Pointing records =
-- START --

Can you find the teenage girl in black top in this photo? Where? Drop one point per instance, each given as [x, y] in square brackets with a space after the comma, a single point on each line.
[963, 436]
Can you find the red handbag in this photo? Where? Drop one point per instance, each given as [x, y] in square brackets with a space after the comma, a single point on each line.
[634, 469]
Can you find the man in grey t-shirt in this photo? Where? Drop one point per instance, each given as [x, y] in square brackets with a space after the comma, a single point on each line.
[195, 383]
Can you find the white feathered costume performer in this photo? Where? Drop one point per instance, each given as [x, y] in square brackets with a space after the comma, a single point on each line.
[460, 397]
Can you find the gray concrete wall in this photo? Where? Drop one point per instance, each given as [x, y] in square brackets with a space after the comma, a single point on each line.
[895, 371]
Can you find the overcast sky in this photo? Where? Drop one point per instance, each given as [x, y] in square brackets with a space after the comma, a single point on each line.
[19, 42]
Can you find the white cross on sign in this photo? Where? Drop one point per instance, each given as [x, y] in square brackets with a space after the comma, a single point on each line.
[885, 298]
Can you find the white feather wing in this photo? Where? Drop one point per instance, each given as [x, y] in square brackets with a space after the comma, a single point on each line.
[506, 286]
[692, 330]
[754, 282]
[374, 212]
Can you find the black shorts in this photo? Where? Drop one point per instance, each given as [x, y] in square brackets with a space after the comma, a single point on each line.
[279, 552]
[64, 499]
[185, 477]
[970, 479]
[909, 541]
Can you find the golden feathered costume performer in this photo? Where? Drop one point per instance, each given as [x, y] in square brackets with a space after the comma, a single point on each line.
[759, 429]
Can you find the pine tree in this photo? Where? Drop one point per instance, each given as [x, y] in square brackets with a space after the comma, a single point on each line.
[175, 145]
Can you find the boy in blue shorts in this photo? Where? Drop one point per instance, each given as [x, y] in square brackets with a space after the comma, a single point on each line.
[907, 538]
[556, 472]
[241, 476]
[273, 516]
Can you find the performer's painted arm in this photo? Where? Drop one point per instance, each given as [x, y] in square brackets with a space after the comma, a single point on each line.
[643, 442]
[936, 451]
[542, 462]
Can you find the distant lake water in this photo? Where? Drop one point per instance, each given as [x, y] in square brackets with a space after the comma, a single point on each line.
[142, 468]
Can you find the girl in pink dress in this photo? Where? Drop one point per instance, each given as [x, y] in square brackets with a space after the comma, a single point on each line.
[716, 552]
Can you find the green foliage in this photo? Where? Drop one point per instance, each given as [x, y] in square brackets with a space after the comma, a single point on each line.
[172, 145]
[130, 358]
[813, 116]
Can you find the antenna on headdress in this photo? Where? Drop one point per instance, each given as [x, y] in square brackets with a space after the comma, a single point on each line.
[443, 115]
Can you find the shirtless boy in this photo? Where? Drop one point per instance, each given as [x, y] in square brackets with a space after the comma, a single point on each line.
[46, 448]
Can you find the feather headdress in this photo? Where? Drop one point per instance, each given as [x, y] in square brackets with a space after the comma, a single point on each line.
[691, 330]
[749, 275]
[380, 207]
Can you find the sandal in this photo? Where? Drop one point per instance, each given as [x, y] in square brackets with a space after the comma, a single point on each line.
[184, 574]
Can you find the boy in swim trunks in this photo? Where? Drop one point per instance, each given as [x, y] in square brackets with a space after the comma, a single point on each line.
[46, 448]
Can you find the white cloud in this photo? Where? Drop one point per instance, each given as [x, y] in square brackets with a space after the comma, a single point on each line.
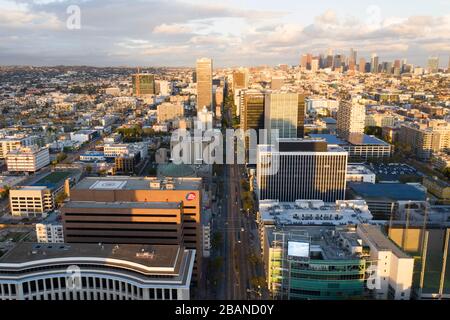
[174, 28]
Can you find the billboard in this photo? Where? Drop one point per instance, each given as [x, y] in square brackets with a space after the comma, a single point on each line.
[298, 249]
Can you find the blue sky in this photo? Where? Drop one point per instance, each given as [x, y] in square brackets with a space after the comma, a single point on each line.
[232, 32]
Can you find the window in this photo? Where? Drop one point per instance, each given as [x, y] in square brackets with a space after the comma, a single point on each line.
[159, 294]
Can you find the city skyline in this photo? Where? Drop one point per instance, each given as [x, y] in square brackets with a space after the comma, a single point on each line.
[175, 33]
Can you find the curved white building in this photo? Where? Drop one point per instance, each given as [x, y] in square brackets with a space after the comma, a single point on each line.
[96, 272]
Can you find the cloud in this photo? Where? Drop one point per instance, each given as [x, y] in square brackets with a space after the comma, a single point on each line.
[177, 32]
[172, 29]
[18, 16]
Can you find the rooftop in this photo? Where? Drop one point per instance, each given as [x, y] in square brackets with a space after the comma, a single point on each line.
[147, 258]
[326, 243]
[364, 140]
[387, 191]
[122, 205]
[135, 183]
[314, 212]
[380, 240]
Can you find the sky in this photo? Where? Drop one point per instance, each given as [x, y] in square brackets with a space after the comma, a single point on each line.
[231, 32]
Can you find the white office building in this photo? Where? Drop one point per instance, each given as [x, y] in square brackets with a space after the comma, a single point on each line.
[393, 269]
[96, 272]
[27, 159]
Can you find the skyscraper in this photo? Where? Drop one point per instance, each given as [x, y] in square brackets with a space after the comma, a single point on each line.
[315, 65]
[433, 64]
[143, 84]
[304, 62]
[374, 63]
[301, 169]
[285, 111]
[204, 83]
[362, 65]
[353, 56]
[240, 79]
[350, 119]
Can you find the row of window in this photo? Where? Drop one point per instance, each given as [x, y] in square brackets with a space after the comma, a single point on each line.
[43, 289]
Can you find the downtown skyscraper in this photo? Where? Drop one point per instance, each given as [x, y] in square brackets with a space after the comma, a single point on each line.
[204, 84]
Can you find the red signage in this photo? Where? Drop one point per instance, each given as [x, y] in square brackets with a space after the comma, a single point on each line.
[191, 196]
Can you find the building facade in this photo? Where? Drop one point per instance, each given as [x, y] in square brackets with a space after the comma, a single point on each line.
[301, 170]
[27, 159]
[96, 272]
[31, 201]
[204, 83]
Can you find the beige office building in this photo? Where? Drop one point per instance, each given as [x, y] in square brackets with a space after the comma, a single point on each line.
[204, 83]
[31, 201]
[285, 111]
[12, 143]
[350, 120]
[425, 139]
[27, 159]
[168, 112]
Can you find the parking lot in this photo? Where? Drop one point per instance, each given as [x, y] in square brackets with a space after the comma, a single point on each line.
[393, 171]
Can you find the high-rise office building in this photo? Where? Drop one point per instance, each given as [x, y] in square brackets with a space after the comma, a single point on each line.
[204, 83]
[135, 210]
[433, 64]
[252, 115]
[351, 119]
[39, 271]
[301, 169]
[374, 63]
[240, 79]
[362, 65]
[143, 84]
[304, 62]
[315, 65]
[285, 111]
[353, 56]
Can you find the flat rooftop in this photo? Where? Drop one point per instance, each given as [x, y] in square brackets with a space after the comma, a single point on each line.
[148, 256]
[314, 212]
[271, 148]
[380, 240]
[134, 183]
[365, 140]
[322, 240]
[123, 205]
[387, 191]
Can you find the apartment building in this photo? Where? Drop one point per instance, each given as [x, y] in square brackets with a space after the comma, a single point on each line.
[427, 138]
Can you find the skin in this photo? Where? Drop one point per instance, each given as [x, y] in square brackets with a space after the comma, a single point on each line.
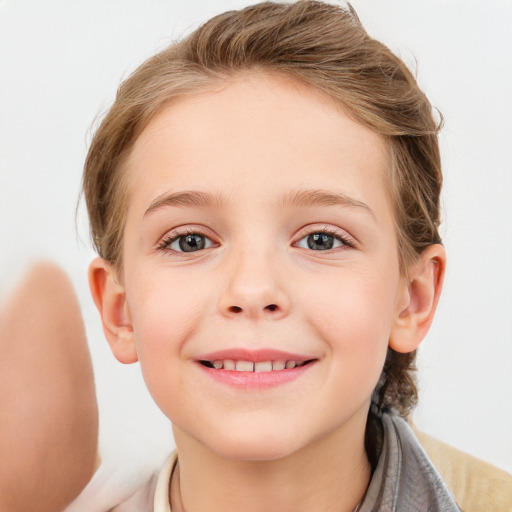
[252, 145]
[48, 411]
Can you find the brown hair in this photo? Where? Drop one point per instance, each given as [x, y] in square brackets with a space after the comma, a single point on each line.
[324, 47]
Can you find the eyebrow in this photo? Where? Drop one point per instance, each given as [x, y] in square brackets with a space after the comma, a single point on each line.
[295, 198]
[186, 198]
[319, 197]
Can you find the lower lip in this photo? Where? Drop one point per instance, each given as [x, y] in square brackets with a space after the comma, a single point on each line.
[256, 380]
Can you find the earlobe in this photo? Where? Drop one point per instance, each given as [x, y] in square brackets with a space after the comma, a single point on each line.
[110, 299]
[419, 298]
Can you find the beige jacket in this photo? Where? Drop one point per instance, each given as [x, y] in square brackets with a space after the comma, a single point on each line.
[476, 485]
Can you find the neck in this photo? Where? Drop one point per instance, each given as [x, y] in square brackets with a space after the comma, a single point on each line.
[330, 474]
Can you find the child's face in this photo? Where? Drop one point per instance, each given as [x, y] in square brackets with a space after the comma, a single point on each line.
[259, 229]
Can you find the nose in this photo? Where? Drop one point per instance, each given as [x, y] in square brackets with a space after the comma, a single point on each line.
[254, 288]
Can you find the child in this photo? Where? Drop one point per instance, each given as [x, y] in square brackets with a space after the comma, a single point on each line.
[264, 198]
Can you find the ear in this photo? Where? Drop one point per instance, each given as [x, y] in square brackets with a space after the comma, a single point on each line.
[419, 296]
[110, 299]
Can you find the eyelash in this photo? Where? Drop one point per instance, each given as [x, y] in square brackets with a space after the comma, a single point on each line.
[168, 240]
[344, 238]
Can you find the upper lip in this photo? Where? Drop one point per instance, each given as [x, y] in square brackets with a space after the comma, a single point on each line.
[260, 355]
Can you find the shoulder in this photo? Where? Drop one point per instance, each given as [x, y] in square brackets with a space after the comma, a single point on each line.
[476, 485]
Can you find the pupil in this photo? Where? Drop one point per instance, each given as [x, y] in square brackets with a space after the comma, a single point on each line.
[191, 243]
[320, 241]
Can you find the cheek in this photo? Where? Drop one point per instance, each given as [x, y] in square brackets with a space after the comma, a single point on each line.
[353, 314]
[166, 312]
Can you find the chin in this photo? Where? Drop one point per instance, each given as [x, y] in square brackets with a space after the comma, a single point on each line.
[258, 447]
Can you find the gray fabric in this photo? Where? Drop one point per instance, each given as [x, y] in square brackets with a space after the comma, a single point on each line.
[405, 480]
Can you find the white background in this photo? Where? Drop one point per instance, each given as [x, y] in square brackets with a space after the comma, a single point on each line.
[61, 62]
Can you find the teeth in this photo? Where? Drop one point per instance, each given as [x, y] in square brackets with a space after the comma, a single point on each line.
[228, 364]
[263, 367]
[278, 365]
[250, 366]
[244, 366]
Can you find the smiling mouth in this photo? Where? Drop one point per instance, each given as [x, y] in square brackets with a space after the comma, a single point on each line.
[251, 366]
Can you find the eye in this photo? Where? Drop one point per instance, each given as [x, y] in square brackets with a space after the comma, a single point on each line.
[322, 241]
[191, 242]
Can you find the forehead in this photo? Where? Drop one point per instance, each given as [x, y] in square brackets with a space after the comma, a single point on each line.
[253, 131]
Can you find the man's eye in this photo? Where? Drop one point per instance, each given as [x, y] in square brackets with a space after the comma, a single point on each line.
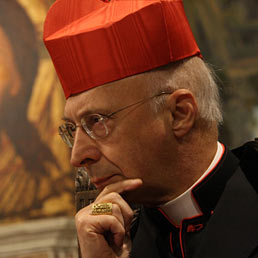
[93, 119]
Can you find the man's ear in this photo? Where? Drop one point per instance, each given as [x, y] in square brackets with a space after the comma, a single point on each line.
[183, 108]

-- END --

BRIEF = Please output exactly the lines from the line containing "Can you find the eye in" through the last line of the records above, both included, and leave out any pictures.

THE ANSWER =
Can you find the eye in this photo? Where? Drop one point per instance, each given as [x, y] in square brackets with a space after the comma, a single point on each line.
[322, 241]
[191, 242]
Can you find the forehead in this photo? Where? Drop one point per instance, each given as [x, y] in square brackets with a space after the comma, a single point on each line.
[253, 131]
Can you find the man's eye in this photo? Where? Drop one point per instance, each given as [x, y] in square brackets with a space after the comma, a single point on each line.
[93, 119]
Can you find the man's ear in this photo? Where? Drop one point per instance, each given as [x, y] in square brackets with a space after the comma, a single point on each line.
[183, 108]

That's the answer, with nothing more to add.